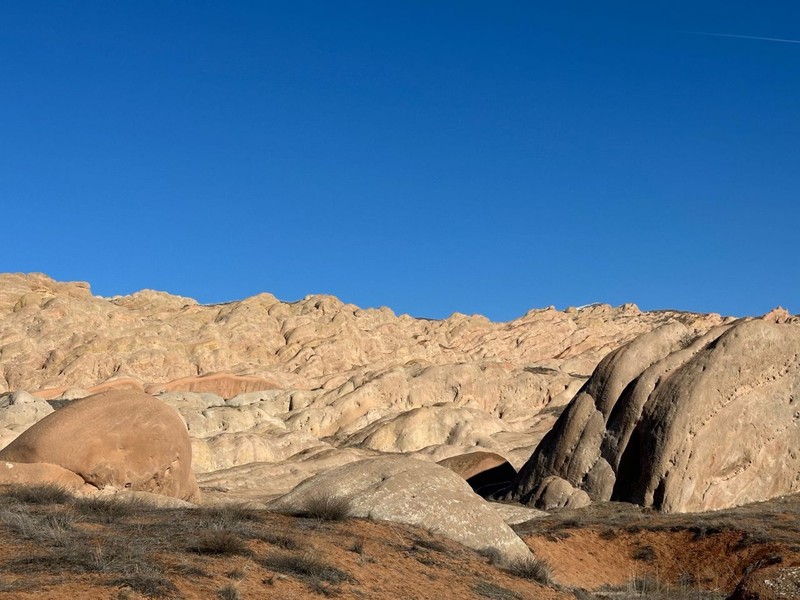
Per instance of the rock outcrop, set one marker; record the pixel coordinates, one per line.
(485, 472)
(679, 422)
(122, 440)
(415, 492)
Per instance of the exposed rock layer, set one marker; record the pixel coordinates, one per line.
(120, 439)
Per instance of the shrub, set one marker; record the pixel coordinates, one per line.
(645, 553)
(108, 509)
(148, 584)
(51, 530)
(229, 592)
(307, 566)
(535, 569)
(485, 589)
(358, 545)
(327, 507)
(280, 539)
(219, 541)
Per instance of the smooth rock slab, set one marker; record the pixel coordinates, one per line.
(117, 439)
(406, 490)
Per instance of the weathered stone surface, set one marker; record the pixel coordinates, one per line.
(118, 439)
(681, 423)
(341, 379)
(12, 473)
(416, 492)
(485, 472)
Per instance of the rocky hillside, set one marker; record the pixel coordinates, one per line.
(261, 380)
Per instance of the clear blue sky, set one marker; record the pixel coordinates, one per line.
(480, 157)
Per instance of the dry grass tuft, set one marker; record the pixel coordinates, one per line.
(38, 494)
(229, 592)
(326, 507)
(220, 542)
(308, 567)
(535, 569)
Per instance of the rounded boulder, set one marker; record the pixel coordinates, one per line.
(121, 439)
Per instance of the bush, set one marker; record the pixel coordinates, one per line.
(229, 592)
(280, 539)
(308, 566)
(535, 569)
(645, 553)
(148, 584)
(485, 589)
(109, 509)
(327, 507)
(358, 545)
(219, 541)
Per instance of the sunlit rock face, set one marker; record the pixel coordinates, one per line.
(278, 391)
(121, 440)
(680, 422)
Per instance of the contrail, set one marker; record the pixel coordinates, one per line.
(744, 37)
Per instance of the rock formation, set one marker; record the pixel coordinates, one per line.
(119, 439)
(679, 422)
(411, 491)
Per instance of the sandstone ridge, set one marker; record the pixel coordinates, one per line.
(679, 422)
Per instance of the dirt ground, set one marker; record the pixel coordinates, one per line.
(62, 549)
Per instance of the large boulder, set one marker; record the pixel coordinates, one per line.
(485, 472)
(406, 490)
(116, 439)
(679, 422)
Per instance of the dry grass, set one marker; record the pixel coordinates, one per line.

## Problem to work on
The entries above are to be returned exactly, without their pictures.

## Answer to this problem
Per instance of the rock outcrop, set one marker; record the pixel coordinates, one per line.
(485, 472)
(679, 422)
(122, 440)
(415, 492)
Per instance of the exposed rock layer, set one marker; record the pixel coordinates, one per line.
(120, 439)
Per instance of the shrub, set one marker; record the pixel coordinates, one per line.
(645, 553)
(108, 509)
(148, 584)
(51, 530)
(229, 592)
(307, 566)
(535, 569)
(485, 589)
(358, 545)
(327, 507)
(280, 539)
(219, 541)
Per instance of the smooth rock slab, set one marker; record the pixel coordinates, one per line.
(117, 439)
(406, 490)
Per instance of the weathered stone surface, set one marker; record the pixel coordinates, one per line.
(118, 439)
(681, 423)
(341, 379)
(12, 473)
(416, 492)
(485, 472)
Per instance of the rocky hillside, set one marker; record the pixel coordinates, one per line.
(261, 380)
Per instance of the clear blue sky, set one marker; record the pixel coordinates, one per line.
(480, 157)
Per instance of the dry grass tuft, set one marker; record the pixel coordinates, one per line.
(38, 494)
(229, 592)
(326, 507)
(220, 542)
(308, 567)
(535, 569)
Per instance of the rounded boulder, set one marker; record the pixel coordinates, one per line.
(121, 439)
Per instance of the bush, set one marker; record the pixel coordinates, one per line.
(229, 592)
(280, 539)
(308, 566)
(535, 569)
(645, 553)
(148, 584)
(485, 589)
(109, 509)
(327, 507)
(358, 545)
(219, 541)
Per instance of the sunlit rock face, set one marker; record the pixel coordinates, one per line.
(278, 391)
(121, 440)
(680, 422)
Per instance of the contrail, set one marker; record the pixel coordinates, one per line.
(744, 37)
Per instance of the rock formation, set one marker; record the pixel coordinates, one per line.
(119, 439)
(679, 422)
(411, 491)
Per instance of the sandstone ridge, set one marker; record the pixel coordinates, one per line.
(679, 422)
Per instance of the dirt ground, set one marker; record the pixel coordinates, one per line.
(62, 549)
Per instance of the large boulder, set one marker; record the pixel coordinates, one per line.
(485, 472)
(406, 490)
(116, 439)
(679, 422)
Per instance of the dry grass, set one marker; record the pixel coordinates, one per line.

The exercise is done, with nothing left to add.